** DESCRIPTION OF THE TASK **
Which of the lines below contain the word "hand"? Copy each such line in full.

(Pointing records)

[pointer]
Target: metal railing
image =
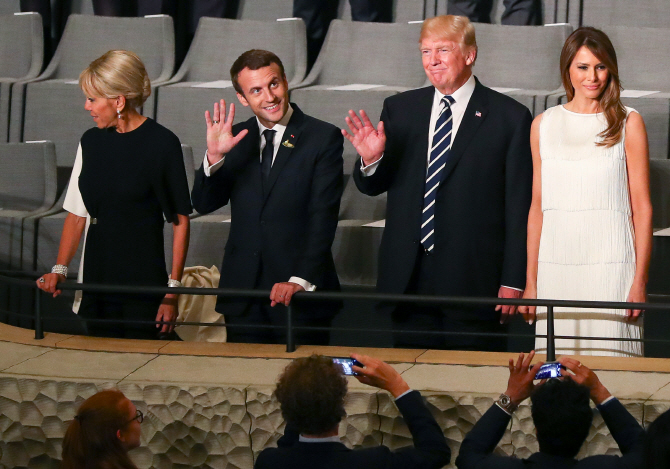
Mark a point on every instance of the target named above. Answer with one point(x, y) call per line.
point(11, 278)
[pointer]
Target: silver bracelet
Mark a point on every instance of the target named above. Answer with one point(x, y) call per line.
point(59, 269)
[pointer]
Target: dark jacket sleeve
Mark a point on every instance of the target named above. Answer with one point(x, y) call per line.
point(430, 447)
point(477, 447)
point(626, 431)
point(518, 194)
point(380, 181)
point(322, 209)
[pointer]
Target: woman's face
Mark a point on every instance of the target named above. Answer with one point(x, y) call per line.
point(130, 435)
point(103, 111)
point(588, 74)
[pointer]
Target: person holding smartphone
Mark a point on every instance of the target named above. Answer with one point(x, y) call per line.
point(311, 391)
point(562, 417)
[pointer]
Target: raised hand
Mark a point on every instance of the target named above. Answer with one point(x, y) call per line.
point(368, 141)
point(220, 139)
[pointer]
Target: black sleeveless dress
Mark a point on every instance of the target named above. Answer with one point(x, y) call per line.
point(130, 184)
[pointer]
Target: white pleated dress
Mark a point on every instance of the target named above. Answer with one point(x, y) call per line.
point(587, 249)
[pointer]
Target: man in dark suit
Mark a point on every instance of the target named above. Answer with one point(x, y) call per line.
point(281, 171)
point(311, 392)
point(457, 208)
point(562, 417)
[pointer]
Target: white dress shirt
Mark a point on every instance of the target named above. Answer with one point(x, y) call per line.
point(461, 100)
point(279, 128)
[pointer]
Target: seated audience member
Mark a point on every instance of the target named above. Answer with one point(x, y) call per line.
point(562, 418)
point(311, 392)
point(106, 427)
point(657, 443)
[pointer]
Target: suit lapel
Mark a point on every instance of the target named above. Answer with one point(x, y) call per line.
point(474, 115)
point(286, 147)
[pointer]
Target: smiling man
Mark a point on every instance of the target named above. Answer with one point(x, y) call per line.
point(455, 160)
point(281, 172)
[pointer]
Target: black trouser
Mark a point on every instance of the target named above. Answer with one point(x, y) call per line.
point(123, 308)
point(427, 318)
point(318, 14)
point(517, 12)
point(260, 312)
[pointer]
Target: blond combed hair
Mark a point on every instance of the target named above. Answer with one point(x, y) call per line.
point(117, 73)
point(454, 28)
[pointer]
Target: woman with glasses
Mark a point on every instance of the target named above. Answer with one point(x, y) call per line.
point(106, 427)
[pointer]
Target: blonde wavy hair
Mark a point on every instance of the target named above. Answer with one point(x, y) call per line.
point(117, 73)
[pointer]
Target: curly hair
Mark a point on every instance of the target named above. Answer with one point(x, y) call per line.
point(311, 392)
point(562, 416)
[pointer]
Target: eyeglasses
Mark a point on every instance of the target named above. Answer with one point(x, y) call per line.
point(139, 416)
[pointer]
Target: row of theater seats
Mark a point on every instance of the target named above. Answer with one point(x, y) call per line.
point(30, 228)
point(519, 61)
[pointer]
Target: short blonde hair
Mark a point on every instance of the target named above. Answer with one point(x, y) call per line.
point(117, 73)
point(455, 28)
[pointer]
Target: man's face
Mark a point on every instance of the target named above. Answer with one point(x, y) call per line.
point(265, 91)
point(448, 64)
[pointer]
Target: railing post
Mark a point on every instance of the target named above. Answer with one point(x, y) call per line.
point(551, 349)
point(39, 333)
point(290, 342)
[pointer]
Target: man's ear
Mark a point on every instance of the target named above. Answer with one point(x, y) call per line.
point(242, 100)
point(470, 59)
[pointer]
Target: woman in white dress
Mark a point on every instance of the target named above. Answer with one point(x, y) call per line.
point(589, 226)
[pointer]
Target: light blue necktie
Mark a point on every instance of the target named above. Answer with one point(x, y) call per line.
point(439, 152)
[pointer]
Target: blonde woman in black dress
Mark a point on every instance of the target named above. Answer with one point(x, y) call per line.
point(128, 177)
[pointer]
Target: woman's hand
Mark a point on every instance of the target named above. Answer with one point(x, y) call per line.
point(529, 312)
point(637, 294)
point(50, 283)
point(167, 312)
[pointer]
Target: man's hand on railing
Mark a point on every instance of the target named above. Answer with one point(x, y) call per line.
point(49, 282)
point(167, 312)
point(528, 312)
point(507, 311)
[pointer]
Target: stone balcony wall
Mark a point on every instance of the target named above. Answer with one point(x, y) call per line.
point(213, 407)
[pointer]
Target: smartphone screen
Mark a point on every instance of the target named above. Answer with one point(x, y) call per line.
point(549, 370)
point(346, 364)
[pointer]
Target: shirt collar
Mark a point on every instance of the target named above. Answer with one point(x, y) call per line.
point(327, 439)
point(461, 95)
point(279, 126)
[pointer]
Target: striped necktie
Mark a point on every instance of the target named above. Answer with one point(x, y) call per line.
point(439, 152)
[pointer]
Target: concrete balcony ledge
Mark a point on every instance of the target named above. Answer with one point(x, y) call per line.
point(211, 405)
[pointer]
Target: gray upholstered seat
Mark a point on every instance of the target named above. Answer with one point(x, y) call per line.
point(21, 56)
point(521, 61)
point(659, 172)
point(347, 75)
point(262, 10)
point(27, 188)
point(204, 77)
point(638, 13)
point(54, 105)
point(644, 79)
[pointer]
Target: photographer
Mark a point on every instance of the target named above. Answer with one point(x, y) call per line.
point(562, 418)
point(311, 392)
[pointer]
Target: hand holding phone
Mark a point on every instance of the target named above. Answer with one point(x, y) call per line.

** TASK OUTPUT **
Target: raised hand
Target: woman's hand
Target: man's hand on railing
Target: hand holding phone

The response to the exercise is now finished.